• **Compito richiesto**
Disponi le righe seguenti in un elenco numerato, saltando quelle vuote. Escludi le immagini dalla risposta.

★ ★ ★ ★ ★ ★ ★

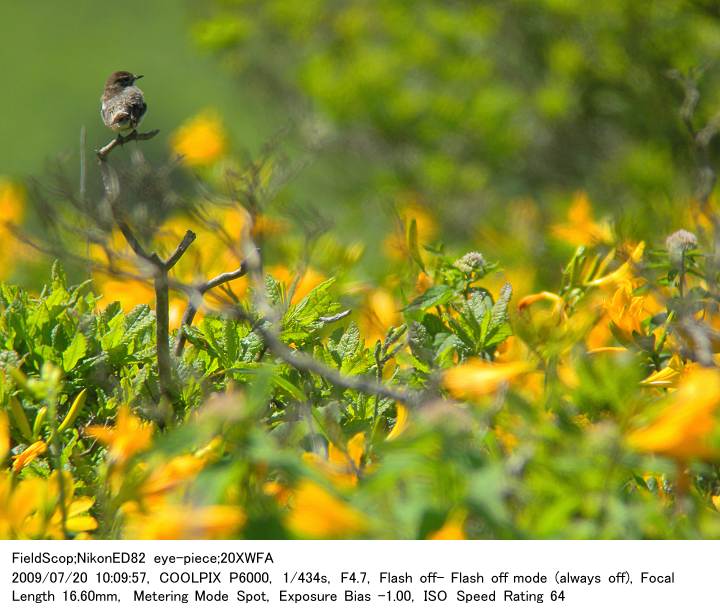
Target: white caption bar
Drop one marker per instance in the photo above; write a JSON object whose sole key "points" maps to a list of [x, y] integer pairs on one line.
{"points": [[322, 577]]}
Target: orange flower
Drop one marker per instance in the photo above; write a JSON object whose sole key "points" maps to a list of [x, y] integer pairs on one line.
{"points": [[396, 244], [401, 423], [184, 522], [477, 378], [201, 140], [341, 467], [21, 460], [129, 436], [686, 423], [581, 229], [379, 314], [316, 513], [309, 280], [453, 529]]}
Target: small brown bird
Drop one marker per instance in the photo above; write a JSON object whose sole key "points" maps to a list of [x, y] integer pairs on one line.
{"points": [[123, 104]]}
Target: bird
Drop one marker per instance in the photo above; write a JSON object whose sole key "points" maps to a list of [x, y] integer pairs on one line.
{"points": [[122, 103]]}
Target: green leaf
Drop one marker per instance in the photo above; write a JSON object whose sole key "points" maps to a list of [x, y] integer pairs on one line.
{"points": [[434, 296], [75, 352], [413, 244], [273, 289], [500, 309], [302, 319], [349, 342]]}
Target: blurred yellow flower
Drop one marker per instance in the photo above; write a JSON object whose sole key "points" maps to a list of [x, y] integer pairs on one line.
{"points": [[477, 377], [183, 522], [401, 422], [201, 140], [4, 435], [171, 474], [341, 467], [309, 280], [12, 202], [21, 460], [667, 376], [687, 421], [12, 210], [625, 273], [31, 509], [452, 529], [317, 514], [396, 244], [581, 228], [379, 313], [129, 436]]}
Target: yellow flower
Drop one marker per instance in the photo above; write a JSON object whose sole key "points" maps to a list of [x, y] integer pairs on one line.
{"points": [[687, 421], [627, 311], [173, 473], [201, 140], [379, 313], [477, 378], [308, 281], [316, 513], [581, 229], [554, 299], [21, 460], [12, 208], [129, 436], [4, 436], [667, 376], [341, 467], [624, 273], [452, 529], [396, 244], [31, 509], [184, 522], [279, 491], [12, 203], [401, 423]]}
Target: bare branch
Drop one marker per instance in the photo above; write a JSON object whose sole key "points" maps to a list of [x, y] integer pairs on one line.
{"points": [[193, 303], [303, 361], [122, 140], [177, 254]]}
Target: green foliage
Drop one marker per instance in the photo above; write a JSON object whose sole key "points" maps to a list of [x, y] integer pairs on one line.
{"points": [[469, 101]]}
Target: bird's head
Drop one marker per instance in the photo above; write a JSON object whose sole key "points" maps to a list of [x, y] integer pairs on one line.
{"points": [[121, 79]]}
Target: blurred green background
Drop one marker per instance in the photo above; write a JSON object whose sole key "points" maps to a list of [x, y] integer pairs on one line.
{"points": [[462, 107]]}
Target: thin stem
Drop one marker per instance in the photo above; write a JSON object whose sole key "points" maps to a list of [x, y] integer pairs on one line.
{"points": [[122, 140]]}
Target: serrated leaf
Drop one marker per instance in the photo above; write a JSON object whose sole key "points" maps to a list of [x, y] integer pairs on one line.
{"points": [[413, 244], [500, 308], [302, 319], [349, 342], [74, 352], [434, 296], [273, 289]]}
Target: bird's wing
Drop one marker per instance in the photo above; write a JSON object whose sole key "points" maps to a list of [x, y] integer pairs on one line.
{"points": [[136, 105]]}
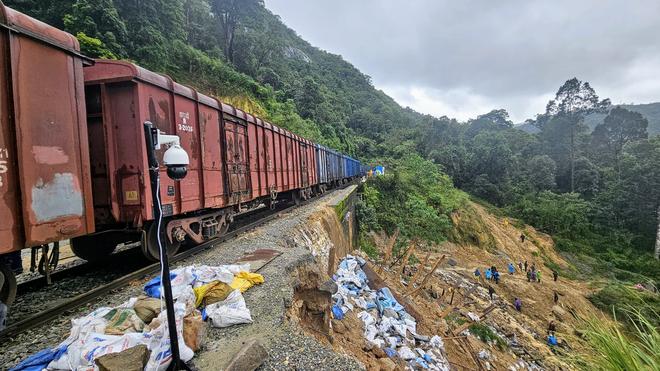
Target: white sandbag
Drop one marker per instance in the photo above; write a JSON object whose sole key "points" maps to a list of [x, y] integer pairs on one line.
{"points": [[231, 311], [406, 353], [158, 341], [183, 294], [80, 329], [436, 342], [367, 318], [97, 345]]}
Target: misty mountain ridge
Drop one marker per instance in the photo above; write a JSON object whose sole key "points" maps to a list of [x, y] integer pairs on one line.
{"points": [[650, 111]]}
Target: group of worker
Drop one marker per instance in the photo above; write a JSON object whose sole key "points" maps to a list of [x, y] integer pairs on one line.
{"points": [[533, 275]]}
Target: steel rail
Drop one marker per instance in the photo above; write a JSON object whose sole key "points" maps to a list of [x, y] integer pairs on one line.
{"points": [[79, 300]]}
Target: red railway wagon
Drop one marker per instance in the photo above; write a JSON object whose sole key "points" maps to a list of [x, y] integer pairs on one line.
{"points": [[237, 161], [45, 190]]}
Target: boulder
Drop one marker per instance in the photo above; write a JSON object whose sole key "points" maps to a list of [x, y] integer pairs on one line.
{"points": [[386, 364], [558, 311], [131, 359], [338, 326]]}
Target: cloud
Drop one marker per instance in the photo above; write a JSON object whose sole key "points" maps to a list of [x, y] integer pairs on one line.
{"points": [[463, 57]]}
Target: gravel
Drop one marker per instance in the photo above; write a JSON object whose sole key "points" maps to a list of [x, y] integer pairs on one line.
{"points": [[287, 346]]}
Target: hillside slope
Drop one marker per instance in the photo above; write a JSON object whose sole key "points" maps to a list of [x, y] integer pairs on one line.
{"points": [[267, 69], [650, 111], [502, 337]]}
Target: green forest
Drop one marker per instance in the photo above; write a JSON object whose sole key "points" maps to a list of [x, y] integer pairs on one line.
{"points": [[594, 186]]}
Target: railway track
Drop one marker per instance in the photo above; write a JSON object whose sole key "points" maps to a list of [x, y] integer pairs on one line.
{"points": [[53, 312]]}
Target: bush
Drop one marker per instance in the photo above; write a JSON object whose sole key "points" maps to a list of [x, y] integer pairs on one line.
{"points": [[613, 349], [566, 214], [415, 197], [618, 298], [485, 334]]}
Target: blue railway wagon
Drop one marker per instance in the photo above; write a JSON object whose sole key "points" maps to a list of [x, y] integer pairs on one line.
{"points": [[329, 165]]}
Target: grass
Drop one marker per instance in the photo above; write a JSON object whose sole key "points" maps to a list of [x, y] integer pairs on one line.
{"points": [[617, 297], [455, 318], [615, 349], [369, 248], [485, 334]]}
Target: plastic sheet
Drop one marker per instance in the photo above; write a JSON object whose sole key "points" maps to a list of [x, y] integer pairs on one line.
{"points": [[385, 322], [231, 311]]}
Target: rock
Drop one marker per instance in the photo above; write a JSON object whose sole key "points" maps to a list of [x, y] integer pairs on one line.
{"points": [[338, 326], [389, 312], [131, 359], [378, 352], [386, 364], [251, 356], [328, 286], [558, 311]]}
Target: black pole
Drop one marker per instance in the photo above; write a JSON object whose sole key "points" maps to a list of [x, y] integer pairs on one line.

★ ★ ★ ★ ★ ★ ★

• **Soluzione proposta**
1. Target: white caption bar
2. Drop one marker per instance in the photo above; write a JSON object whose sole key "points" maps to a list of [x, y] integer pairs on one line.
3. {"points": [[322, 577]]}
4. Target: orange flower
5. Drop one marker per instance in the photo above; write a JSON object whose sole key "points" maps to a list of [x, y] integer pairs on one line.
6. {"points": [[396, 244], [401, 423], [184, 522], [477, 378], [201, 140], [341, 467], [21, 460], [129, 436], [686, 423], [581, 229], [379, 314], [316, 513], [309, 280], [453, 529]]}
7. Target: small brown bird
8. Drop one marker per instance in the photo above; write a JSON object whose sole key "points" maps to a list of [x, y] integer pairs on one line.
9. {"points": [[123, 104]]}
10. Target: bird
11. Drop one marker per instance in the photo above; write a JSON object whose sole key "points" maps to a list of [x, y] integer pairs on one line.
12. {"points": [[122, 103]]}
13. Target: green leaf
14. Drop one marker per instance in the photo above; write a JSON object whose sole key "points" maps to a list of [x, y] integer pairs on one line.
15. {"points": [[434, 296], [75, 352], [413, 244], [273, 289], [500, 309], [302, 319], [349, 342]]}
16. Target: blurred yellow flower
17. Drop one marker per instance in the photo above; write a JSON object whose sole key "points" maps to a list of [x, y] integer pairs on one line.
18. {"points": [[477, 377], [183, 522], [401, 422], [201, 140], [4, 435], [171, 474], [341, 467], [309, 280], [12, 202], [21, 460], [667, 376], [687, 421], [12, 210], [625, 273], [31, 509], [452, 529], [317, 514], [396, 244], [581, 228], [379, 313], [129, 436]]}
19. Target: yellow flower
20. Drop one marker per instance in the photo above; write a JSON object whose sole key "points" maps to a list of [x, y] integer pairs on one line.
21. {"points": [[687, 421], [627, 311], [173, 473], [201, 140], [379, 313], [477, 378], [308, 281], [316, 513], [581, 229], [554, 299], [21, 460], [12, 208], [129, 436], [4, 436], [667, 376], [341, 467], [624, 273], [452, 529], [396, 244], [31, 509], [184, 522], [279, 491], [12, 203], [401, 423]]}
22. Target: bare branch
23. Drop one marker per instance in the photo above; write a JSON object whose sole key "points" maps to a list of [x, y] integer pairs on one line.
24. {"points": [[193, 303], [303, 361], [122, 140], [177, 254]]}
25. Target: green foliage
26. Drop one marker per instance in the photo above; write a JSON object whose sole key "points" maps to a list of [x, y] integer pairs on one line.
27. {"points": [[469, 101]]}
28. Target: bird's head
29. Drop one marker per instance in the photo above; write a JSON object whose sole key "points" maps to a list of [x, y] integer pairs on one line.
30. {"points": [[121, 79]]}
31. Target: blurred green background
32. Drop one marker per instance in the photo above; write a JSON object whose sole key "points" maps to a list of [x, y] integer pairs on one line.
33. {"points": [[462, 107]]}
34. Target: thin stem
35. Drop one marker per instance in the photo above; write a JSON object whose sole key "points" maps to a list of [x, y] integer pairs on one line.
36. {"points": [[122, 140]]}
37. Target: serrated leaf
38. Drop one marker per instance in the photo above; write a JSON object whose sole key "points" maps to a list of [x, y] integer pairs on one line.
39. {"points": [[413, 244], [500, 308], [302, 319], [349, 342], [74, 352], [434, 296], [273, 289]]}
40. Target: bird's wing
41. Drop one marker per instance in the photo above; write a JSON object whose sole key "points" maps to a list of [x, y] integer pairs on one line.
42. {"points": [[136, 105]]}
43. Target: white sandbag
44. Drop one marker per instance in the photo above; write a JSON object whose sole key "points" maps to a list of [x, y] integer pairs on one line.
45. {"points": [[231, 311], [406, 353], [158, 341], [183, 294], [80, 329], [436, 342], [367, 318], [97, 345]]}
46. Target: misty mountain ridge
47. Drop one marker per instance in the photo above; write a JSON object whose sole key "points" maps to a list of [x, y] integer pairs on one line.
48. {"points": [[650, 111]]}
49. Target: group of worker
50. Drop one marker per instance in the photo above; write a JSON object whose sole key "points" maps to a list of [x, y] integer pairs on one line.
51. {"points": [[533, 275]]}
52. Target: steel rail
53. Drop one marker per instance in the photo above; write a JSON object whose sole key "points" maps to a list of [x, y] integer pairs on one line.
54. {"points": [[79, 300]]}
55. Target: red railway wagon
56. Drop one marker per instance in the photo above; write a JSON object whose sole key "points" maps to a list of [x, y] integer pairs on one line.
57. {"points": [[237, 161], [45, 190]]}
58. Target: boulder
59. Drop one marker per instance in the photo above; write a JSON object whose sole key "points" maps to a list of [x, y] integer pairs on one line.
60. {"points": [[386, 364], [558, 311], [131, 359], [338, 326]]}
61. Target: cloud
62. Drop one marker per instance in the photo above; write a JSON object whose sole key "points" maps to a list of [x, y] integer pairs on one line.
63. {"points": [[463, 57]]}
64. Target: gravel
65. Drop one marker per instance in the photo above; write a JSON object whose sole key "points" maps to a list of [x, y] integer pairs on one line.
66. {"points": [[287, 346]]}
67. Target: hillside slope
68. Drop one marker per instance in the photo above; write a JSON object whose sole key "points" maps to a list of [x, y] integer pairs on one line.
69. {"points": [[267, 69], [650, 111], [502, 337]]}
70. Target: green forest
71. Drop one marker per instance in the photo above; write a JSON object whose sole key "points" maps to a list of [x, y] integer pairs on one line.
72. {"points": [[594, 186]]}
73. Target: railway track
74. Drop one marker per instance in the photo above; write a JSON object whose sole key "points" maps to a list of [x, y] integer pairs on one line.
75. {"points": [[53, 312]]}
76. Target: bush
77. Drop one marker per instance in the photo above; write a JSON object whose sole key "points" maps to a list of [x, y] integer pairs on one line.
78. {"points": [[613, 349], [566, 214], [415, 197], [618, 298], [485, 334]]}
79. Target: blue railway wagon
80. Drop one marker per instance in the photo above; write a JSON object whose sole key "points" maps to a list of [x, y] integer pairs on one line.
81. {"points": [[329, 165]]}
82. Target: grass
83. Drop one marker per instance in the photo above; write a JSON object whose sole key "points" maps to a list of [x, y] integer pairs on one line.
84. {"points": [[617, 297], [455, 318], [615, 349], [369, 248], [485, 334]]}
85. Target: plastic sheet
86. Drop one marker per instance in the photo above; write a JSON object whose sole key "points" maps to a list of [x, y] integer pairs on one line.
87. {"points": [[385, 322], [231, 311]]}
88. Target: rock
89. Drop one marker per instance in the photo above; write a JSON object whose sole key "points" maps to a list of [x, y] integer pairs on one line.
90. {"points": [[338, 326], [389, 312], [131, 359], [378, 352], [386, 364], [251, 356], [328, 286], [558, 311]]}
91. Target: black pole
92. Drop one marker per instance in the photo above; write a JSON object whose sole key "points" maps to a list of [x, y] integer pairs on one line.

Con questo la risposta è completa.